Franz Frey (December 8, 1837 - March 13, 1900) was a Union Army soldier during the American Civil War. He received the Medal of Honor for gallantry during the Siege of Vicksburg on May 22, 1863.

==Union assault==
On May 22, 1863, General Ulysses S. Grant ordered an assault on the Confederate heights at Vicksburg, Mississippi. The plan called for a storming party of volunteers to build a bridge across a moat and plant scaling ladders against the enemy embankment in advance of the main attack.
The volunteers knew the odds were against survival and the mission was called, in nineteenth century vernacular, a "forlorn hope". Only single men were accepted as volunteers and even then, twice as many men as needed came forward and were turned away. The assault began in the early morning following a naval bombardment.

The Union soldiers came under enemy fire immediately and were pinned down in the ditch they were to cross. Despite repeated attacks by the main Union body, the men of the forlorn hope were unable to retreat until nightfall. Of the 150 men in the storming party, nearly half were killed. Seventy-nine of the survivors were awarded the Medal of Honor.

==Medal of Honor citation==
The President of the United States of America, in the name of Congress, takes pleasure in presenting the Medal of Honor to Corporal Franz Frey, United States Army, for gallantry in the charge of the volunteer storming party on 22 May 1863, while serving with Company H, 37th Ohio Infantry, in action at Vicksburg, Mississippi.

————————

### HOW TO COMPLETE THIS TASK
Write out everything from "The volunteers knew" down to "Medal of Honor." in the Franz Frey text, swapping "nightfall" for "sunset". Work only from the Franz Frey text.

————————

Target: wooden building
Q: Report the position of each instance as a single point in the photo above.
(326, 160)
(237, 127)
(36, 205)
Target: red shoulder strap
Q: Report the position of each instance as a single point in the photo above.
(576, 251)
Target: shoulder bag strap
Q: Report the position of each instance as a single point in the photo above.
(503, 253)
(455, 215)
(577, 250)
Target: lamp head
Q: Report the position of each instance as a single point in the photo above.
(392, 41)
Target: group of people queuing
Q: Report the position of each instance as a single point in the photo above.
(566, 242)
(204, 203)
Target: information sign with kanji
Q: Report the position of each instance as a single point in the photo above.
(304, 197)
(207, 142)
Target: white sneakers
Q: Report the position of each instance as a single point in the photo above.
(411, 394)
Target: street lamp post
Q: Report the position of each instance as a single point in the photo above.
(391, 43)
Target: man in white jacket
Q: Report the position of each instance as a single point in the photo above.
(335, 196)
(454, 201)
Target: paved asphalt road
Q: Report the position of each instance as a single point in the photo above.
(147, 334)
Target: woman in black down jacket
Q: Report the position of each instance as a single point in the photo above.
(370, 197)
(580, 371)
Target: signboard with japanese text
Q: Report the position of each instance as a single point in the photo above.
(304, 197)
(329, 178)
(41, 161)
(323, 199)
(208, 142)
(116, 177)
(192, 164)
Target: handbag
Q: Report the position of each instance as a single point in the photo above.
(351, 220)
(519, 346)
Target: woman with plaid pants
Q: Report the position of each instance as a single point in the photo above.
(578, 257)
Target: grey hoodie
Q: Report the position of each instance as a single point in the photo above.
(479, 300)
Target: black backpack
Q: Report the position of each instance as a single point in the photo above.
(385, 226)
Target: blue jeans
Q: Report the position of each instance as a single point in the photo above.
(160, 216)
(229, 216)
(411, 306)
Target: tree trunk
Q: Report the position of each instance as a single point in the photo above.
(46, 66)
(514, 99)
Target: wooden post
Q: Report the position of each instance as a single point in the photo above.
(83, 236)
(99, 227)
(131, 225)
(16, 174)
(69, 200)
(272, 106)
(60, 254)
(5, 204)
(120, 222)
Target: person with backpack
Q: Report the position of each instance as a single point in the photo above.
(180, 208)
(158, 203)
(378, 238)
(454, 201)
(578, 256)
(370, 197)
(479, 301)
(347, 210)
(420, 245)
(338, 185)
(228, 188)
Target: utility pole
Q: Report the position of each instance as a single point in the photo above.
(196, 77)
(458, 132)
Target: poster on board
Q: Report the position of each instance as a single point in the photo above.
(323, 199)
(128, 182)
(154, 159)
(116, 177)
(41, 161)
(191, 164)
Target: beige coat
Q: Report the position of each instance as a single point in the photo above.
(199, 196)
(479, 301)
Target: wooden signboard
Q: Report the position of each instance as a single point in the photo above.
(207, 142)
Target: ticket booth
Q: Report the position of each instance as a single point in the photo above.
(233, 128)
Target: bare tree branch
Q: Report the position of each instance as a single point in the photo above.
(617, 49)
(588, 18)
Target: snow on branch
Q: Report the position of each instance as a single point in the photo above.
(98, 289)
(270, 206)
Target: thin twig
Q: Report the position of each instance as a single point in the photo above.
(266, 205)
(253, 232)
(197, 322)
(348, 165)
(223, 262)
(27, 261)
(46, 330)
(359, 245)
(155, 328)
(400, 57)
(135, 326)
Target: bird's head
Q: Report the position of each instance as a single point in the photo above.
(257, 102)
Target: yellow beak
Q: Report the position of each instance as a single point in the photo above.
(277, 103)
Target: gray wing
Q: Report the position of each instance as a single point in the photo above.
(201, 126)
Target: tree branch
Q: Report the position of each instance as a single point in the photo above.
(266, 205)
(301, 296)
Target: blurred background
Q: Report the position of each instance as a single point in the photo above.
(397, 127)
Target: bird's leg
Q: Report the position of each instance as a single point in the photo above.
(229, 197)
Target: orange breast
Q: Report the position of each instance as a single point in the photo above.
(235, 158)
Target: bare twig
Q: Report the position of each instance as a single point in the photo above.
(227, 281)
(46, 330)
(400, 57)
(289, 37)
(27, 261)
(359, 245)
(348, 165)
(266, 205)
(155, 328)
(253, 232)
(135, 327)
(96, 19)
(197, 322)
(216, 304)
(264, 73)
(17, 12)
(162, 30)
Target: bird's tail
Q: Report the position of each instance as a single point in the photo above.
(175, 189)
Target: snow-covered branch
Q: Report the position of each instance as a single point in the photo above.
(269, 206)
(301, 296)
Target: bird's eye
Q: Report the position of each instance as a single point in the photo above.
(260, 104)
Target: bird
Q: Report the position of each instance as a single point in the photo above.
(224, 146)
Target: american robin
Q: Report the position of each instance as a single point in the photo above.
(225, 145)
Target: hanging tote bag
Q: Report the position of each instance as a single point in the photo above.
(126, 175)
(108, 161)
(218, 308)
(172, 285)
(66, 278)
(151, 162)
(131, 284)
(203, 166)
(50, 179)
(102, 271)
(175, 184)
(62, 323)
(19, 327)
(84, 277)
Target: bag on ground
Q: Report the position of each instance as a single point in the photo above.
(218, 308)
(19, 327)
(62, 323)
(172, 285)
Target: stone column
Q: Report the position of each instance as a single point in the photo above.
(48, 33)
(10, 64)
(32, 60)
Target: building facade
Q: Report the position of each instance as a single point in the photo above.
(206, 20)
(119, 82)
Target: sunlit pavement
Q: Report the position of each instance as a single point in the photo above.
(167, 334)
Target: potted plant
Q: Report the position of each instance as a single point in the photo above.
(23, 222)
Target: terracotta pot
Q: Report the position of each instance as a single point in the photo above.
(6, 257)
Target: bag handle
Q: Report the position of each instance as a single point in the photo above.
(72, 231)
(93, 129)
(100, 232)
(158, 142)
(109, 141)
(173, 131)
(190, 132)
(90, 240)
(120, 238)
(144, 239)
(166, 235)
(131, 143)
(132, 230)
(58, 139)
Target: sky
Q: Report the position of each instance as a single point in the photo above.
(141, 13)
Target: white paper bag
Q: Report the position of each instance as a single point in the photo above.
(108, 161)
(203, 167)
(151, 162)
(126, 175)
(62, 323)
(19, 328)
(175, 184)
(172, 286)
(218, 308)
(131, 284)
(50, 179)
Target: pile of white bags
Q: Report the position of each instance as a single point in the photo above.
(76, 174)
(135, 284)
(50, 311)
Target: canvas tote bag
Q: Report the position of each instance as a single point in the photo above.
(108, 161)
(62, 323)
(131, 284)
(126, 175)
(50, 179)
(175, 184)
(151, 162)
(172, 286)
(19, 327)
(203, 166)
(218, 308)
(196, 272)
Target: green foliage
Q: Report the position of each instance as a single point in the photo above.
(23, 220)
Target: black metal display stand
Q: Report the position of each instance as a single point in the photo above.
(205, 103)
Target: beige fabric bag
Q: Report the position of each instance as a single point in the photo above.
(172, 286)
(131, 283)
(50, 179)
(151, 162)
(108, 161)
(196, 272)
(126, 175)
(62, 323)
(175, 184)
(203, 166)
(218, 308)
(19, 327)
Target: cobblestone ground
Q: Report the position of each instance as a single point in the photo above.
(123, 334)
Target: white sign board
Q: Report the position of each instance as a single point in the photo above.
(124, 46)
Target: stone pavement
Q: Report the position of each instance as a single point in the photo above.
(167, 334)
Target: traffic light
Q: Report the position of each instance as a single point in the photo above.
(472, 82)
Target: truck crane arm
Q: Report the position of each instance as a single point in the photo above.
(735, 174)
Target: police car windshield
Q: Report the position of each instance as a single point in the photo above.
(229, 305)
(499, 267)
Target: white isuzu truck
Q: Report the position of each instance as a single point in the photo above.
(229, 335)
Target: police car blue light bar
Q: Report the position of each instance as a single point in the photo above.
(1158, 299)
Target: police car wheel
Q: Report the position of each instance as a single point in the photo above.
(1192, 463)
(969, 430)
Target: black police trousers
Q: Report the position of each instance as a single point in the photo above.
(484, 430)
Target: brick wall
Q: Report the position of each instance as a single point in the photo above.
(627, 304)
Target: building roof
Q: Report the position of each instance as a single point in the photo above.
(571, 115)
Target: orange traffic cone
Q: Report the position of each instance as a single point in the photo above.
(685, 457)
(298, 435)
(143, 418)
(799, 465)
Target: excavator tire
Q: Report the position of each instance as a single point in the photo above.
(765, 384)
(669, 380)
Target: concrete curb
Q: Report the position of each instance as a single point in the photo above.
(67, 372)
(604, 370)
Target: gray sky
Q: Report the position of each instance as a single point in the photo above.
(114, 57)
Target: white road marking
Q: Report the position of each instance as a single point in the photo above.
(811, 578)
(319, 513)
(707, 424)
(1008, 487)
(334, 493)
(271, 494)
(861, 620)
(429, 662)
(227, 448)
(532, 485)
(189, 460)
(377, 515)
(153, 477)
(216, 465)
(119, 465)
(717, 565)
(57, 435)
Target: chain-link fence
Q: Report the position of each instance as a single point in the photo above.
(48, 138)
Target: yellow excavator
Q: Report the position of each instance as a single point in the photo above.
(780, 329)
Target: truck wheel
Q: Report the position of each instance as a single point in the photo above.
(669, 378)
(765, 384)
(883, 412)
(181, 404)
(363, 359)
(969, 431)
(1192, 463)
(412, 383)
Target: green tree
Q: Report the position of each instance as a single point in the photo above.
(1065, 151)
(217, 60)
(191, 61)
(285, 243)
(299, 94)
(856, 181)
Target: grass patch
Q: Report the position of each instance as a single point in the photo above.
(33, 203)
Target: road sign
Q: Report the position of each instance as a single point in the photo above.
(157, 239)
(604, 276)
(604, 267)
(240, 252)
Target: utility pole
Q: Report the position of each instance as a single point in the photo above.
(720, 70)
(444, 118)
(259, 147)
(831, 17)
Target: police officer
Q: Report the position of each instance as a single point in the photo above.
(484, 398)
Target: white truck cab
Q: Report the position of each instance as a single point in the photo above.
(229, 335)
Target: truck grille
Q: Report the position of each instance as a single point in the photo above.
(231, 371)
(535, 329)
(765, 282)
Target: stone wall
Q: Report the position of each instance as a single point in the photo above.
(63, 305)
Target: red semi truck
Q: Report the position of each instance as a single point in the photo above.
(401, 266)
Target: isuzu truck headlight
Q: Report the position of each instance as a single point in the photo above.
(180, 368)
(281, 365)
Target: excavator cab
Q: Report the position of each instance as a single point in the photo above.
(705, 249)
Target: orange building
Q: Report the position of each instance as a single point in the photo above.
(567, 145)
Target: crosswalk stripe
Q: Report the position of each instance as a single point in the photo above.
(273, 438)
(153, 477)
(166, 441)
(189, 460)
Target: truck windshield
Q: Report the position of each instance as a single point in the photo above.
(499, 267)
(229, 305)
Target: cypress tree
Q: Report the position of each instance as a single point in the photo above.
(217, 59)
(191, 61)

————————

### EXERCISE OUTPUT
The volunteers knew the odds were against survival and the mission was called, in nineteenth century vernacular, a "forlorn hope". Only single men were accepted as volunteers and even then, twice as many men as needed came forward and were turned away. The assault began in the early morning following a naval bombardment.

The Union soldiers came under enemy fire immediately and were pinned down in the ditch they were to cross. Despite repeated attacks by the main Union body, the men of the forlorn hope were unable to retreat until sunset. Of the 150 men in the storming party, nearly half were killed. Seventy-nine of the survivors were awarded the Medal of Honor.